What is expected: Put the lines below into a numbered list, leaving out any blank lines.

========

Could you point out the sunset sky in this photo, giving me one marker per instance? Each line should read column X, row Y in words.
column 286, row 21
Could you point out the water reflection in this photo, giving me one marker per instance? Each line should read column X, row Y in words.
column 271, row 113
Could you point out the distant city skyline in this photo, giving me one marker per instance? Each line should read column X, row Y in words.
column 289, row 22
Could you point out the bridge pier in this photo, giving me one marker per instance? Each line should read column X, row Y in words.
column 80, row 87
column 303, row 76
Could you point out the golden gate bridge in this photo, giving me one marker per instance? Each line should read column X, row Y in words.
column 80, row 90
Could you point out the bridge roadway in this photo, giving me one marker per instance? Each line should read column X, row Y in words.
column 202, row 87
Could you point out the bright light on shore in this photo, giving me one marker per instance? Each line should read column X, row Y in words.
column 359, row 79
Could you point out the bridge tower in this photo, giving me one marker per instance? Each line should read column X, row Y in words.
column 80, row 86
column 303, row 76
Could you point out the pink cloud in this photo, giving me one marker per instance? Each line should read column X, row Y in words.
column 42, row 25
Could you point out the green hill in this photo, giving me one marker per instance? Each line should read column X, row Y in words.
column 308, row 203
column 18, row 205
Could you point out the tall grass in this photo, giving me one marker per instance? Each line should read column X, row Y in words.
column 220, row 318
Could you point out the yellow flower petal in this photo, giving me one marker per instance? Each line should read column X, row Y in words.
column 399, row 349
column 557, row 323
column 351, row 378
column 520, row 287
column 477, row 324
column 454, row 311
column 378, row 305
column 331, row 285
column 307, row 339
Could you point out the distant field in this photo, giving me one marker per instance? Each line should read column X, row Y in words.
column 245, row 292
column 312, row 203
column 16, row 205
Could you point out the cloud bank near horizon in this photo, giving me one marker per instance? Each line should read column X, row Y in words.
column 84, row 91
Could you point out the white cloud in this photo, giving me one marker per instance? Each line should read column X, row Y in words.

========

Finished task:
1. Could you point out the sunset sky in this photo, giving me one marker per instance? Each line should read column X, row Y in words.
2. column 286, row 21
3. Could you point out the water reflection in this photo, giving me one marker per instance? Each line should read column X, row Y in words.
4. column 271, row 113
5. Could you point out the distant city skyline in this photo, giving me one marker per instance? Each line should read column X, row Y in words.
6. column 289, row 22
7. Could you point out the bridge pier in this photo, giving me one marker per instance? Each line should read column X, row Y in words.
8. column 80, row 87
9. column 303, row 76
10. Could you point out the golden gate bridge in this photo, giving me one marker per instance? Each line should read column X, row Y in words.
11. column 80, row 90
12. Could you point out the bridge roadway in this photo, giving me one marker per instance? Each line should read column X, row Y in words.
13. column 202, row 87
14. Could you point out the bright light on shore in this photo, giving me one marker per instance? Each line should read column X, row Y in words.
15. column 359, row 79
16. Could you point out the bridge tower in this photo, giving me one marker per instance? Each line should read column X, row Y in words.
17. column 80, row 86
18. column 303, row 76
19. Could you point out the pink cloud in this photo, giving me one marker per instance? Each line should read column X, row Y in words.
20. column 42, row 25
21. Could you point out the green hill in this photo, giving me one marker per instance? Each line should read column X, row Y in words.
22. column 308, row 203
23. column 18, row 205
24. Could you point out the tall grass in this photo, giving me one marker per instance? Each line should read column X, row Y in words.
25. column 220, row 318
26. Could you point out the yellow flower petal in this photo, giving me one marker per instance? Each line should read column X, row Y in words.
27. column 399, row 349
28. column 557, row 323
29. column 351, row 378
30. column 520, row 287
31. column 477, row 324
32. column 454, row 311
33. column 378, row 305
34. column 331, row 285
35. column 307, row 339
36. Could you point out the distant field in this photo, giving me one marker per instance? Each line should read column X, row Y in words.
37. column 245, row 292
38. column 312, row 203
39. column 16, row 205
40. Could you point out the cloud bank near horizon in this photo, giving me one marker per instance? Each line should read column X, row Y in words.
41. column 84, row 91
42. Could you point out the white cloud in this photo, giving me one marker per instance? Each line should read column X, row Y in words.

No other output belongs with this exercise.